### Page excerpt:
— Start —

This is my first post, please be gentle. I'm attempting to sort some
files into ascending and descending order. Once I have sorted a file, I am storing it in a list which is assigned to a variable. The user is then to choose a file and search for an item. I get an error message....
TypeError: unorderable types; int() < list()
.....when ever I try to search for an item using the variable of my sorted list, the error occurs on line 27 of my code. From research, I know that an int and list cannot be compared, but I cant for the life of me think how else to search a large (600) list for an item.
At the moment I'm just playing around with binary search to get used to it.
Any suggestions would be appreciated.
year = []
with open("Year_1.txt") as file:
for line in file:
line = line.strip()
year.append(line)

— End —

Point labeling dataset excerpts
— Start —

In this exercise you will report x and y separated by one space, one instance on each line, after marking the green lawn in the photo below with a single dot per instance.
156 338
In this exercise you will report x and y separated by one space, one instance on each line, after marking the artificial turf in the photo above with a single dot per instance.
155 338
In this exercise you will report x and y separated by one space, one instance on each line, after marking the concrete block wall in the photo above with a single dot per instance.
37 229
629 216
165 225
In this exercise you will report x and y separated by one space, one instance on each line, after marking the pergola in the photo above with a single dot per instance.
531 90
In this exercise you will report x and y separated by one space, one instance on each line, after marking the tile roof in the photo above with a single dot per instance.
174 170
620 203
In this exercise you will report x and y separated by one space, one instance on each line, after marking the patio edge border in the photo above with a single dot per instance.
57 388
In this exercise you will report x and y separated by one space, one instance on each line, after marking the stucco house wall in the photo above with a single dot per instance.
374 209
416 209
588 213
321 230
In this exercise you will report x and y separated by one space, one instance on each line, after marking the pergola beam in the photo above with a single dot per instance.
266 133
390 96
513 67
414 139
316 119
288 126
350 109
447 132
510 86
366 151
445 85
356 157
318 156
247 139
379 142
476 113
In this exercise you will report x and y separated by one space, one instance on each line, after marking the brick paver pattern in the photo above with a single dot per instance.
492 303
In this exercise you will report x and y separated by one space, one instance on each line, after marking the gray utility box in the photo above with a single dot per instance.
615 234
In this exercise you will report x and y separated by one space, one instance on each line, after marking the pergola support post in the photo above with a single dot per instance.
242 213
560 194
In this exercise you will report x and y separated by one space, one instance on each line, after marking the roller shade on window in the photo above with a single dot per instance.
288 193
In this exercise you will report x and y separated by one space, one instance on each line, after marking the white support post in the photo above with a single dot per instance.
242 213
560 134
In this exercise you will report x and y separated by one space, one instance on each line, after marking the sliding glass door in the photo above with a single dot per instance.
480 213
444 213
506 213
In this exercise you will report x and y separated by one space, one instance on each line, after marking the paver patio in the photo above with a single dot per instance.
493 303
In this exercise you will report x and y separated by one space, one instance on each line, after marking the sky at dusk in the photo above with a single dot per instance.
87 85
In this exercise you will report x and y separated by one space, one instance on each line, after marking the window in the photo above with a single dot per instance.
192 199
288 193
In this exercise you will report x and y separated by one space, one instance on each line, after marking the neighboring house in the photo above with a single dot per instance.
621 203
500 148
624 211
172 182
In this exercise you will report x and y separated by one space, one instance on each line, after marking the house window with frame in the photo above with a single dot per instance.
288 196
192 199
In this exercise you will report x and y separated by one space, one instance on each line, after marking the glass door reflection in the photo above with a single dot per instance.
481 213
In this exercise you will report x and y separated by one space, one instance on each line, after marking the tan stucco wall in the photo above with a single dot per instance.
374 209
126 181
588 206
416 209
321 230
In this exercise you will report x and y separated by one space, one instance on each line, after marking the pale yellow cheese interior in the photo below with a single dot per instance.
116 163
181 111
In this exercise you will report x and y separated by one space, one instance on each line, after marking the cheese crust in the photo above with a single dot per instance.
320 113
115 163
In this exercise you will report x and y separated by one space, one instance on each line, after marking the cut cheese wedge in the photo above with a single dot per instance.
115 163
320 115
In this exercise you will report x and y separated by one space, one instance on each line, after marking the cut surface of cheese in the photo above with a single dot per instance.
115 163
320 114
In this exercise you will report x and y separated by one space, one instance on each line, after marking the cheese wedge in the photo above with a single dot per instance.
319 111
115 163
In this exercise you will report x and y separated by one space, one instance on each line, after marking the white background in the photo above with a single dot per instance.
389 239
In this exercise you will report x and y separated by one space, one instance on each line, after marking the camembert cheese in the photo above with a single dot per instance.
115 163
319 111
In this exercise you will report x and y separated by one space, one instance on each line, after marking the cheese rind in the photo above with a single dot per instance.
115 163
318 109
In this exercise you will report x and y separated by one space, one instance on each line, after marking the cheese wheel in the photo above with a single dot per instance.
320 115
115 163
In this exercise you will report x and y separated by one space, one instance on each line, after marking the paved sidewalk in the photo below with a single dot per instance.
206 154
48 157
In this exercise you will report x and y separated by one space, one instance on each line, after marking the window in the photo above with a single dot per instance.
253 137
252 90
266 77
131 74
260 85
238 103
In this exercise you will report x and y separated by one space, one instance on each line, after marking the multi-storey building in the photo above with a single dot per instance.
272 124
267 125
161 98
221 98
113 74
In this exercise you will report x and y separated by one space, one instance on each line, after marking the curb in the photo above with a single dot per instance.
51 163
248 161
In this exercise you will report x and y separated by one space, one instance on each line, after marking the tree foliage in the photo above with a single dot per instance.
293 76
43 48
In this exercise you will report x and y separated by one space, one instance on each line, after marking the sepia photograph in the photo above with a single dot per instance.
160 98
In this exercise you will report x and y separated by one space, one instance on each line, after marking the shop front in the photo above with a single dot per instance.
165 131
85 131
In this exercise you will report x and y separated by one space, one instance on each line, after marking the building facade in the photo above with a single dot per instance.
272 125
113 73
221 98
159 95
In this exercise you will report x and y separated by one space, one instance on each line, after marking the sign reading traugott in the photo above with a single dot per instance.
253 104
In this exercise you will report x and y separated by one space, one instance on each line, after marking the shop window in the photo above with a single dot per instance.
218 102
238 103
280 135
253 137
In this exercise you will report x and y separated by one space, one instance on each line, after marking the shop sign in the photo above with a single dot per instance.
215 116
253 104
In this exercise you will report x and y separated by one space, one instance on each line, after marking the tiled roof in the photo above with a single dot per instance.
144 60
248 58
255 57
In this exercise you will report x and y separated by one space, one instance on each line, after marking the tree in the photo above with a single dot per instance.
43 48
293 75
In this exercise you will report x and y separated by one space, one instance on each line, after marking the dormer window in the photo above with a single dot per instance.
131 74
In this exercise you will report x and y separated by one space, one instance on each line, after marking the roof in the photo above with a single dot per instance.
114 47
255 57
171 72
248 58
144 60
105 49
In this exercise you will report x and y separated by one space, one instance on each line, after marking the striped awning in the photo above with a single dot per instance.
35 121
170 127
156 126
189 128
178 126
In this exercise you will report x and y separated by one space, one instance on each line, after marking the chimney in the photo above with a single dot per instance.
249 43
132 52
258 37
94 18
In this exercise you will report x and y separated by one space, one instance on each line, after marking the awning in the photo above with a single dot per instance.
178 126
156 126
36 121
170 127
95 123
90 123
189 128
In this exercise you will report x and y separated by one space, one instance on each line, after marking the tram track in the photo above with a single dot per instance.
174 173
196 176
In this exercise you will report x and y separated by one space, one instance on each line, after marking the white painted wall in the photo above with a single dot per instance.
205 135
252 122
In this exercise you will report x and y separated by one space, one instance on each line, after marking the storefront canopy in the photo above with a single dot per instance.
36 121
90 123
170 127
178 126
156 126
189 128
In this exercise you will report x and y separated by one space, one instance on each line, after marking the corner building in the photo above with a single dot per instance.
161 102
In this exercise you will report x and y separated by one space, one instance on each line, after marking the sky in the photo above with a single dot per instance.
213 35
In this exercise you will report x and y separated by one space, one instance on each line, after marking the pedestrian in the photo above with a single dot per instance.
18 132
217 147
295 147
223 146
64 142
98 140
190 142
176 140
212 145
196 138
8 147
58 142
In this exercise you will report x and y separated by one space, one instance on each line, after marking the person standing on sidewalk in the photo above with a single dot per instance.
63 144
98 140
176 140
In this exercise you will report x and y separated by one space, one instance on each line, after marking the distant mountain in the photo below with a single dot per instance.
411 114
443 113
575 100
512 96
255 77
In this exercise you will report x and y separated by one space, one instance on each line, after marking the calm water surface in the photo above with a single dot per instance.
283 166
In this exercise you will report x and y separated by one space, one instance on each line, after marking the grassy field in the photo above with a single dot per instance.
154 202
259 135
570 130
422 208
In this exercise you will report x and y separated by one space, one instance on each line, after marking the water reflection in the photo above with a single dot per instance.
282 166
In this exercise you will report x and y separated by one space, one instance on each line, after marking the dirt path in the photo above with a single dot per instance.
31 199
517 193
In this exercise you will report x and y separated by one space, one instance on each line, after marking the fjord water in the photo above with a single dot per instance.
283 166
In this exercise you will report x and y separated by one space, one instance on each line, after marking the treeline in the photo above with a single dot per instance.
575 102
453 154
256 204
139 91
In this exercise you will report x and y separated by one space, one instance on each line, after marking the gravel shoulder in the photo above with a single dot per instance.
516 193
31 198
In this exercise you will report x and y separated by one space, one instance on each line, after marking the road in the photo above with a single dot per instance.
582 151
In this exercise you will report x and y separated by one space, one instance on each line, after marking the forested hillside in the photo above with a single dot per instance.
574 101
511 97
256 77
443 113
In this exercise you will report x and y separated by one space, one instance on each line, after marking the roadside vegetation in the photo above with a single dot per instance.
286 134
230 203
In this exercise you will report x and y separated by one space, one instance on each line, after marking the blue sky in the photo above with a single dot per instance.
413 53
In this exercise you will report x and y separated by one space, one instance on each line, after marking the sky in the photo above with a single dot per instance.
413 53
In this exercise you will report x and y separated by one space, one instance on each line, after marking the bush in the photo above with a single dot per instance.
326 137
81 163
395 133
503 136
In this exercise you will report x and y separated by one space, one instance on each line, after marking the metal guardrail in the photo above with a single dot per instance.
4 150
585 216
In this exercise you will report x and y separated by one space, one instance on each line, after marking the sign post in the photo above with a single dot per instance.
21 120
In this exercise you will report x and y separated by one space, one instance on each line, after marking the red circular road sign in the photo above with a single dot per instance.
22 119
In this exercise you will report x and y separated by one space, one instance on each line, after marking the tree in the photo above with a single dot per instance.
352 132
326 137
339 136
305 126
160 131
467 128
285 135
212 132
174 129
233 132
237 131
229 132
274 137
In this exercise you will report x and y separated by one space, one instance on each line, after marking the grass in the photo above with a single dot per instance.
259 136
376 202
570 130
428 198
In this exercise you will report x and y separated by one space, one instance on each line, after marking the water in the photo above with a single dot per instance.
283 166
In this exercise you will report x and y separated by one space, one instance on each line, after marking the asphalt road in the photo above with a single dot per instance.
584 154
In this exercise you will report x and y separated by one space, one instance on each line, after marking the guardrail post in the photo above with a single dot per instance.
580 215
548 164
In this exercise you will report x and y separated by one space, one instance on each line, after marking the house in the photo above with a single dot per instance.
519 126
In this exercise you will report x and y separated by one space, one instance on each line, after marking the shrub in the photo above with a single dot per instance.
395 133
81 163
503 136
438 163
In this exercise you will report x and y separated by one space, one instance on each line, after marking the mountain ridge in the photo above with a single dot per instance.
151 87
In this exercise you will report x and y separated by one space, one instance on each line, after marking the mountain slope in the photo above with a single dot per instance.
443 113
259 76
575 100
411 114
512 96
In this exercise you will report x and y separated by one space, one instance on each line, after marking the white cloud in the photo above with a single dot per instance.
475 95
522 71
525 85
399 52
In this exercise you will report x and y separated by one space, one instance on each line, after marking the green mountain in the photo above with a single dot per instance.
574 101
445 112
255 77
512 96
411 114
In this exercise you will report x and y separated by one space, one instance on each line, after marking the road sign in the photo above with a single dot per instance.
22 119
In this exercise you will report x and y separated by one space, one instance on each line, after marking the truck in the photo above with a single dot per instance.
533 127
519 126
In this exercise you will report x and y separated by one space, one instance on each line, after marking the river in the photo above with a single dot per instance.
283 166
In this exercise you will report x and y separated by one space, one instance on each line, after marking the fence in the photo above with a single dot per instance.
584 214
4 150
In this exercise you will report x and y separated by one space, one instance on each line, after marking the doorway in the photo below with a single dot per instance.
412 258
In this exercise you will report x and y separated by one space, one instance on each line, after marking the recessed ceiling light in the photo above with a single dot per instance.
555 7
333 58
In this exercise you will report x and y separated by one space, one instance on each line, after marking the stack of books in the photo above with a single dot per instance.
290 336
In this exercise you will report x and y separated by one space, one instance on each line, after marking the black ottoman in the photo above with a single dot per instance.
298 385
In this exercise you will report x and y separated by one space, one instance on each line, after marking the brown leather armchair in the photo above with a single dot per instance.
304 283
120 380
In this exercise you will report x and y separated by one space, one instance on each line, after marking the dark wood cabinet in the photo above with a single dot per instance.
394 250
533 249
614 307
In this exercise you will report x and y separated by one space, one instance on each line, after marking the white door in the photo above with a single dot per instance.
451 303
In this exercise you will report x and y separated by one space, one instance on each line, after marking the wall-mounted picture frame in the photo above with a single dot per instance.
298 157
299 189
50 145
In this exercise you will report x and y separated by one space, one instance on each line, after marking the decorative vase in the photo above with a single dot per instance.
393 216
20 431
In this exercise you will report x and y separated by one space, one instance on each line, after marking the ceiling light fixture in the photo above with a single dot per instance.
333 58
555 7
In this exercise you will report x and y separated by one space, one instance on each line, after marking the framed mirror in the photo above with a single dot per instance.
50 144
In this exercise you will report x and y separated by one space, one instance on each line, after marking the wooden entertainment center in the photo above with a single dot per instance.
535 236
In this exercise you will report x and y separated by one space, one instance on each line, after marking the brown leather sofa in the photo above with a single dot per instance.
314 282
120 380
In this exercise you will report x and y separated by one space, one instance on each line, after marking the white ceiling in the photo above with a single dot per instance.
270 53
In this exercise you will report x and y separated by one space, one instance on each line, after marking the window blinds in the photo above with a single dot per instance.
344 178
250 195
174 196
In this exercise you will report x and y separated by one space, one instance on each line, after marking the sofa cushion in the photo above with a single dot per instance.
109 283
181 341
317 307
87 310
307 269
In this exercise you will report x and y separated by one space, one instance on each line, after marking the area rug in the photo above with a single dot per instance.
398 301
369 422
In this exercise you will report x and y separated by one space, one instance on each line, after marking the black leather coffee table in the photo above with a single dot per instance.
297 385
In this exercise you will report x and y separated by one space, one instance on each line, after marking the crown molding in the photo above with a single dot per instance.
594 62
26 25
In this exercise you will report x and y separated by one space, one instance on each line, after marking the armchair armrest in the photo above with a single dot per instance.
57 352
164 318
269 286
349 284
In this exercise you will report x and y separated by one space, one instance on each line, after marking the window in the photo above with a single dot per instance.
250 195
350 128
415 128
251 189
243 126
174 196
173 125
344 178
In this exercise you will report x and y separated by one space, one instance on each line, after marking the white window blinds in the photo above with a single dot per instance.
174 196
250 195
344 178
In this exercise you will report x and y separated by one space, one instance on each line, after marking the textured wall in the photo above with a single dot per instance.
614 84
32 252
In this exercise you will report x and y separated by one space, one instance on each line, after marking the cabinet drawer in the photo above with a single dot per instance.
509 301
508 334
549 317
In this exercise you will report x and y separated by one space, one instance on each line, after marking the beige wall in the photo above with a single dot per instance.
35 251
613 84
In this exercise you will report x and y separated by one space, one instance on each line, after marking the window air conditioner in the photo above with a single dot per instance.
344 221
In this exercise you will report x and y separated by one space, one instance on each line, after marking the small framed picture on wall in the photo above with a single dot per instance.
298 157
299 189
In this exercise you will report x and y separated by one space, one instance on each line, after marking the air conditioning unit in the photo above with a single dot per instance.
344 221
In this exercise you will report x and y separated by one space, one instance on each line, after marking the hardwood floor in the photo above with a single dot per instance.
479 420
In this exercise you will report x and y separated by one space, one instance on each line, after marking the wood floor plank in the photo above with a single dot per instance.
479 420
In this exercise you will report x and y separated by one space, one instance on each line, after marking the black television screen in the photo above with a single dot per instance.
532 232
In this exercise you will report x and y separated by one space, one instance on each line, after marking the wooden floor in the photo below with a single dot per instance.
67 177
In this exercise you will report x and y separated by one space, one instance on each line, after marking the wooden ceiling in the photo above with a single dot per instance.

— End —

### What is being asked:
Answer these questions about the forum post on the search error:
1. What error message does the poster get?
2. On which line of the code does the error happen?
3. What kind of search is the poster practicing?
The material was taken from a separate source.

### Worked solution:
1. TypeError: unorderable types; int() < list()
2. Line 27
3. Binary search